[Start of DATA PROVIDED]

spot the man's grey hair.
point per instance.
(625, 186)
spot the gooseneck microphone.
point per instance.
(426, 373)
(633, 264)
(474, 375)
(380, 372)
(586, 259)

[End of DATA PROVIDED]

TASK GOAL: Reproduce the records above, changing every occurrence of "spot" to "locate" and leaving everything else as it stands.

FINAL ANSWER:
locate the man's grey hair.
point per instance.
(625, 186)
locate the gooseneck microphone.
point per instance.
(426, 373)
(633, 264)
(474, 375)
(380, 372)
(586, 259)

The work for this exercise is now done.